— Text block —
==============================
What would the world be like if we all practiced kindness to ourselves and each other?
Kindness is an undervalued commodity in our culture. What if news stations had a daily kindness report? It isn’t thought of as noble or courageous, and often goes overlooked. I work with depressed people in my therapy practice often, and I’m always impressed by the utter lack of kindness they have for themselves. This seems to be a theme with depression. Anyone who has ever been depressed can describe the self-loathing and negative internal dialogue that accompanies this diagnosis. I’m convinced depression and many other conditions are symptomatic of a severe lack of kindness. It isn’t my intention of over-simplify mental health issues here. I just want to make the point that when people are unkind to themselves, it can be symptomatic of a serious condition. What is more unkind that the brutally devastating act of suicide? Suicide is the ultimate act of unkindness, eliminating the individual who commits the act, and devastating the loved ones left behind.
I often have my depressed clients watch a video about the Japanese scientist, Dr. Masaru Emoto’s experiments with water crystals:
It is an amazing and powerful demonstration of the reality that our words have power that we can’t fully comprehend. I explain to my patients that their negative inner dialogue is more harmful than they can imagine. I teach them to stop their negative thoughts and replace them with kinder thoughts. Sadly, when people are depressed this isn’t at easy as it sounds. I have them watch this video, and still they forget and get caught up in the negative, harsh internal dialogue.
I know I have at times been guilty of this same harsh internal dialogue. I know equally well that I am not capable of functioning at my best when I am beating myself up. How could I be? How could anyone be at the top of their game, when they are down on themselves? I’ve recently been studying a variety of ways to more efficiently change this pattern of negative internal dialogue. I feel a sense of urgency to learn as much as possible about how to quickly help my clients reverse their pattern of unkindness toward themselves.
Kindness. It’s simple, but it’s not easy. Mother Teresa said, “Kind words can be short and easy to speak, but their echoes can be endless.” I want to help make it easier to speak kind words to each other, but even more so, I want to make it easier for individuals to be kind to themselves. I know that when that is happening, people will be stronger, healthier, more courageous, and more able to love.
Be kind to others, and to yourself, today and every day.
==============================
Saved entries:

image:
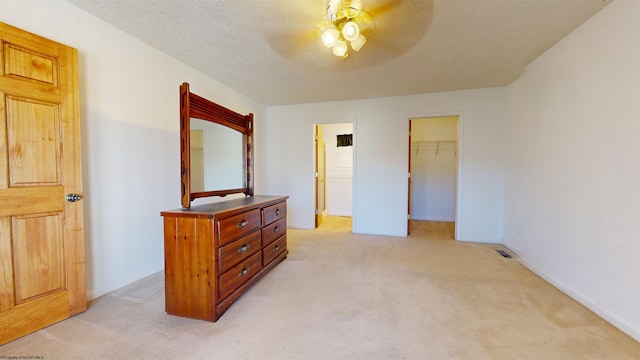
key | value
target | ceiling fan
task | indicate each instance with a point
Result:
(310, 32)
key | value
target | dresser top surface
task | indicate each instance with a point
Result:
(226, 206)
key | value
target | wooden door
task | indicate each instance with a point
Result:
(42, 266)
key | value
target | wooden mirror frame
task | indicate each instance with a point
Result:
(194, 106)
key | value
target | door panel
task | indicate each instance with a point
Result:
(33, 137)
(37, 255)
(42, 264)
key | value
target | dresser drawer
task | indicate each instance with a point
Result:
(238, 226)
(274, 212)
(237, 275)
(239, 250)
(272, 251)
(273, 231)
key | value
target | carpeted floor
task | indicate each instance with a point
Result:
(349, 296)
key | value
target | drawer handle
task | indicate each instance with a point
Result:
(243, 249)
(244, 271)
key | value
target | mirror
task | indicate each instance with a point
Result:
(216, 149)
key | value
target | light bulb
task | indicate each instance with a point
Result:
(340, 48)
(330, 37)
(356, 4)
(350, 31)
(358, 42)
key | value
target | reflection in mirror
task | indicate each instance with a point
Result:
(221, 141)
(217, 157)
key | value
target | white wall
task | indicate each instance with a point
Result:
(572, 207)
(381, 158)
(130, 127)
(434, 164)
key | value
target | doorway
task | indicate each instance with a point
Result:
(333, 174)
(433, 164)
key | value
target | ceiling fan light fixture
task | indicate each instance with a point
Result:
(330, 37)
(345, 22)
(340, 48)
(358, 42)
(350, 31)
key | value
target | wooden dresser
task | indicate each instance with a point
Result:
(214, 252)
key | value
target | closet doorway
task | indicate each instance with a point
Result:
(433, 168)
(333, 174)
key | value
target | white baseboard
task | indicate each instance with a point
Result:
(607, 315)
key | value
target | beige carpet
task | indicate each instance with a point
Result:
(347, 296)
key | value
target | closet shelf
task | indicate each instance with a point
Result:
(434, 147)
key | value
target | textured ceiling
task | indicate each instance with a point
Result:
(268, 50)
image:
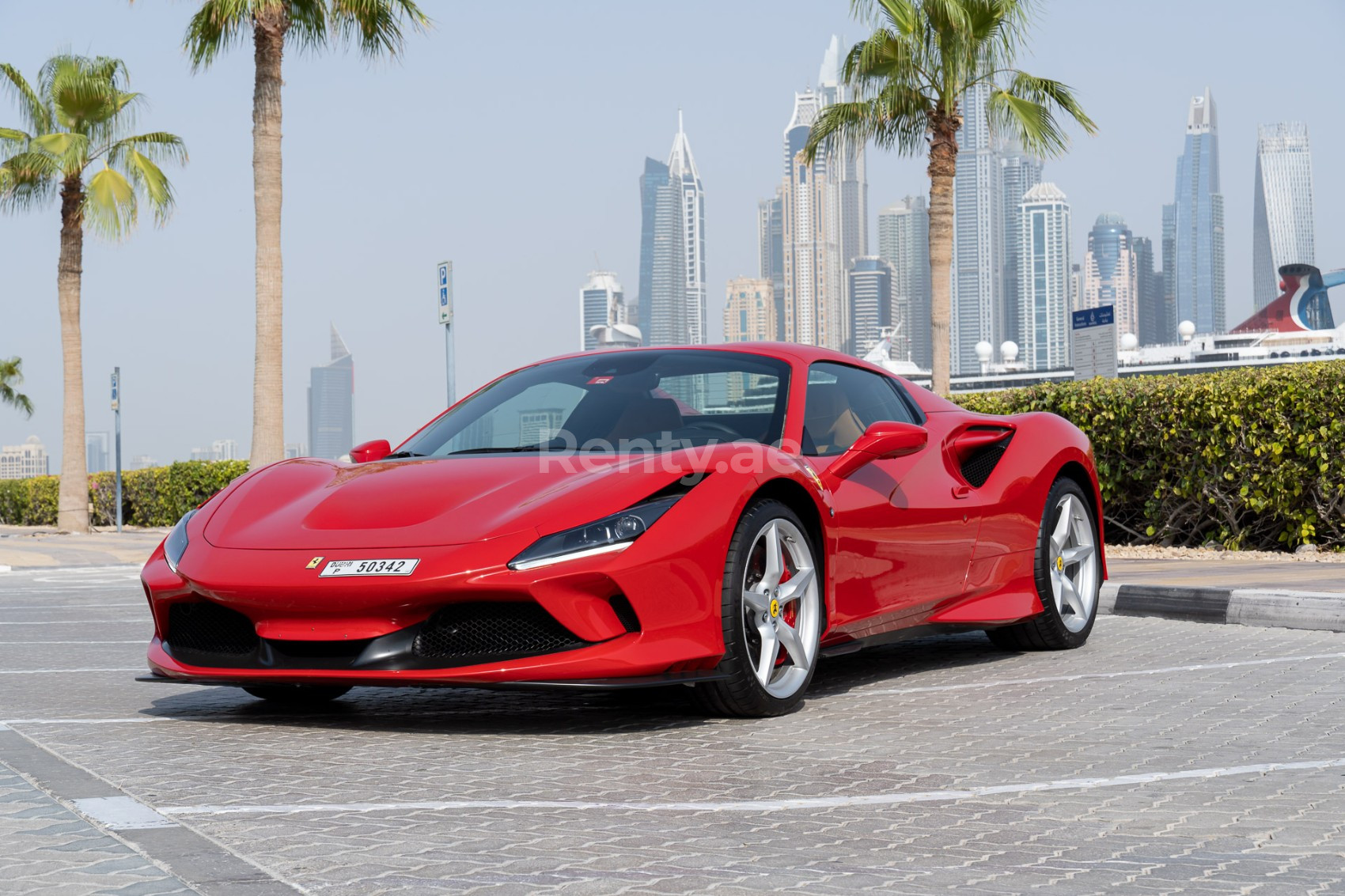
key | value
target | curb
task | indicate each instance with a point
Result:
(1318, 611)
==============================
— Work task 1 —
Rewrite the essay on kindness from "Kindness. It’s simple, but" to "able to love.", changing "stronger" to "calmer".
— Work task 2 —
According to the essay on kindness, whose experiments with water crystals are the subject of the video that depressed clients are asked to watch?
— Work task 3 —
In the essay on kindness, list what people will be when individuals are kind to themselves.
These entries have no connection to the essay on kindness.

— Reply 1 —
Kindness. It’s simple, but it’s not easy. Mother Teresa said, “Kind words can be short and easy to speak, but their echoes can be endless.” I want to help make it easier to speak kind words to each other, but even more so, I want to make it easier for individuals to be kind to themselves. I know that when that is happening, people will be calmer, healthier, more courageous, and more able to love.

— Reply 2 —
Dr. Masaru Emoto, a Japanese scientist.

— Reply 3 —
Stronger
Healthier
More courageous
More able to love